## Sağlanan Metin
******************************

Bütün dünyanın peşinde koştuğu petrole sahip olan bu yüzden de bağımsızlığını ve millet olma kavramını hakkıyla yaşayamayan Arap milletleri ne yazık ki ellerindeki petrolün getirdiği maddi imkanları gerektiği gibi kullanamadılar; eğitim, sağlık, dünya politikalarında bir söz sahibi olma ve birçok şey... Sinema da bunlardan biri... Çünkü sonuçta sinema dünyanın en etkili propaganda aracı. Petrolden gelen bu kadar para varken, ne dinlerini ne de dünya kamuoyu üzerindeki etkinliklerini artıracak filmler çekemediler. Bu noktada biraz bize benziyorlar aslında. Bizim sinemamız da bu konuda yetersiz; kendi milletine arkasını dönmüş... Neyse biz konumuza dönelim. Yıllar içinde bir Çağrı filmi ve Ömer Muhtar adam gibi çıkmıştır Arap coğrafyasından. Halbuki Müslümanlığı anlatmak, aynı zamanda Müslümanlar için de fikir tartışmaları yapmak için bu tür üretimler çok önemli. Kara Altın filminin yapımcısı Ben Ammar 1976’da Star Wars’un çekimleri için George Lucas’ı Tunus’a gelmeye ikna edince önemli bir kariyerin sağlam adımlarını atmıştı. O yıl Hans Ruesc’ın “South of the Hear” romanını okuduğunda bunu film yapmayı kafasına koydu. Roman 1930’larda birbiriyle savaş halindeki iki Arap kavminin hikayesini anlatıyor.

******************************

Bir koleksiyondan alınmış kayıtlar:
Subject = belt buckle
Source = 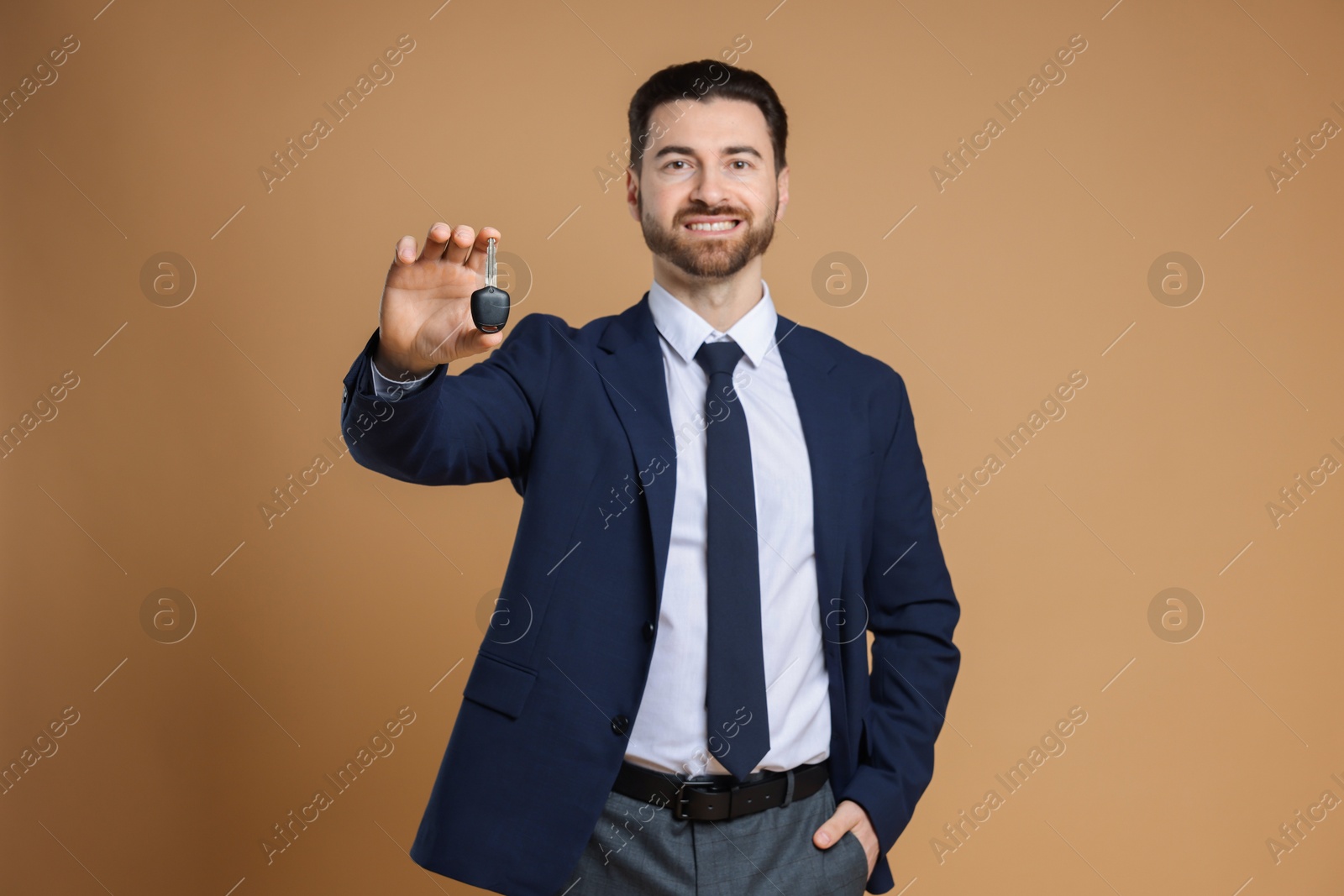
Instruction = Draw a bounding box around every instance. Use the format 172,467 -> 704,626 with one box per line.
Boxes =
672,780 -> 742,820
672,779 -> 690,820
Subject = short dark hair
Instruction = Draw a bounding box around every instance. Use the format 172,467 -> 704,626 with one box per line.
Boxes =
627,59 -> 789,175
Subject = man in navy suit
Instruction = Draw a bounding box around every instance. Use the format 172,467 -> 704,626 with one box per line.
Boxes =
341,60 -> 961,896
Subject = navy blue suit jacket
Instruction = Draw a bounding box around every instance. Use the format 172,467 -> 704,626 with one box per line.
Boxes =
341,293 -> 961,896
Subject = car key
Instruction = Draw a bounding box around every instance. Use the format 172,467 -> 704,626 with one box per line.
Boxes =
472,237 -> 509,333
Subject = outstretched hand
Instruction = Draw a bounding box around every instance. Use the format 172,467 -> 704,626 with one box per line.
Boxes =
811,799 -> 878,878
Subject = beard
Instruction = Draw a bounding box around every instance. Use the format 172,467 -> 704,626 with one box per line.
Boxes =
637,195 -> 775,280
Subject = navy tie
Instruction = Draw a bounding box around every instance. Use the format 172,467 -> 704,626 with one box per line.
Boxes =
695,340 -> 770,780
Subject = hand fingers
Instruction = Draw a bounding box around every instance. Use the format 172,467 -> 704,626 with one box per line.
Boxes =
444,224 -> 475,265
392,233 -> 415,265
811,800 -> 863,849
466,227 -> 500,277
421,220 -> 453,260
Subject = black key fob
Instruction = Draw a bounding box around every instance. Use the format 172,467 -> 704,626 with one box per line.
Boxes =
472,286 -> 508,333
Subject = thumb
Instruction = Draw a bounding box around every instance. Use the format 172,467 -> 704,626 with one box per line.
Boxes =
811,810 -> 853,849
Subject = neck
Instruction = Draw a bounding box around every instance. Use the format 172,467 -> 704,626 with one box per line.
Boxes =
654,255 -> 764,333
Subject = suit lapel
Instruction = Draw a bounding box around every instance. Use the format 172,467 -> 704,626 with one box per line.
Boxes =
594,293 -> 851,617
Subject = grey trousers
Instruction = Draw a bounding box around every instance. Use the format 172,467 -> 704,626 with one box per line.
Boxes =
556,782 -> 869,896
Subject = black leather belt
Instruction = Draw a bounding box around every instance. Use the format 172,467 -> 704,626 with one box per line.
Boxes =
612,759 -> 831,820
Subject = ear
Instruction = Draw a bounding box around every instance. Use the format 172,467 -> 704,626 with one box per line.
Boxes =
625,163 -> 640,220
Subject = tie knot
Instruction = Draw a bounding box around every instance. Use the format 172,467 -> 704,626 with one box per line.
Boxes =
695,340 -> 743,379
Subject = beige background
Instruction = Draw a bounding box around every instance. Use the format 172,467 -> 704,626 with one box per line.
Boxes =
0,0 -> 1344,896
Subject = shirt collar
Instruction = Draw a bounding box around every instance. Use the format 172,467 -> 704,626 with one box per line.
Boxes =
649,280 -> 778,367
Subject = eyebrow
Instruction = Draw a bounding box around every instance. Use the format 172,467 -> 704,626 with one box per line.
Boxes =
654,146 -> 761,159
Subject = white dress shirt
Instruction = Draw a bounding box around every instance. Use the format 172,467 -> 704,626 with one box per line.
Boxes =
374,280 -> 831,775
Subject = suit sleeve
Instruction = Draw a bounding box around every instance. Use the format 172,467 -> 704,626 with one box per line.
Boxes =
837,368 -> 961,853
341,314 -> 554,493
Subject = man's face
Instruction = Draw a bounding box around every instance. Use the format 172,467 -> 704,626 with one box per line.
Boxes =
627,99 -> 789,280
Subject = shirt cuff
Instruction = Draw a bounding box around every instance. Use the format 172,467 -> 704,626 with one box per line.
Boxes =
368,359 -> 448,401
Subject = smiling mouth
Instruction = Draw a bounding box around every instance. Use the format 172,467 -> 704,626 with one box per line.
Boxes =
681,219 -> 742,233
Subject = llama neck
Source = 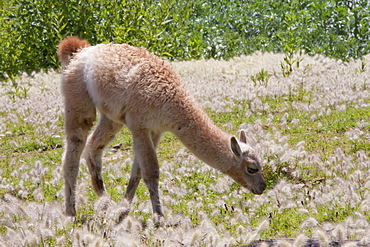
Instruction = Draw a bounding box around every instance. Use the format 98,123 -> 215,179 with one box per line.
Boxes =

******************************

## Yönergeler
1 - Arap sineması üzerine olan metinde adı geçen kişiler kimlerdir? Hepsini sıralayın.
2 - Arap sineması ve Kara Altın filmi hakkındaki metni, son cümlesinin ardından devam ettirir misiniz?

## Görevlere Göre Sonuçlar
1 - Ben Ammar, George Lucas, Hans Ruesc

2 -
Banderas Emir rolünde
Aralarındaki savaşın sebebi tabii ki petrol. Epik bir hikaye aslında. Ama bu roman Jean-Jacques Annaud’nun eline geçince bambaşka katmanlar kazanmış. İki ayrı kavmin insanları ve liderleri Arap milletinin iki ayrı anlayışını resmediyor. Mark Strong’un canlandırdığı Sultan Amar ve kabilesi daha tutucu, Batı’ya şüpheyle bakan, “Petrolü Batılılar kullanır, biz bir yere gitmek için deve kullanırız. Petrol şeytan işidir” mantığıyla yaşayan ama bunun yanında inanç ve maneviyat anlamında daha güçlü bir kavim. Antonio Banderas’ın canlandırdığı Emir Nesib ve kavmi ise petrolün zenginliklerinden sonuna kadar yararlanma isteğinde olan, bu yüzden de Batılılara sırtını dayamış ama bunun sonunun sömürgeleşme olacağını bildikleri halde önemsemeyen yani millet olma kavramına arkasını dönmüş bir kavim. Bu iki kabile arasında eskiye dayanan sürtüşme aralarındaki bir bölgenin tarafsız kalması şartıyla tatlıya bağlanır. Fakat geleneklere göre Sultan Amar iki oğlunu Emir Nesib’e vermek zorundadır. Onların yarı esir hayatı bu anlaşmanın garantisi olacaktır. Bu iki kardeşten küçük olanı Auda çok kitap okuyan kardeşinden farklı olarak liderlik vasıflarından çok, bilgiye önem veren bir yapıdadır. Emir Nesib’in kızı çocukluğundan itibaren Auda’ya aşıktır. Fakat yıllar sonra Amerikalılar gelir ve bağımsız kalması gereken toprak parçasında çok değerli petrol yatakları olduğunu söylerler. Emir Nesip bu petrolün sahibi olmalıdır. Ve sürtüşme iki kabileyi tekrar savaşa sürükler.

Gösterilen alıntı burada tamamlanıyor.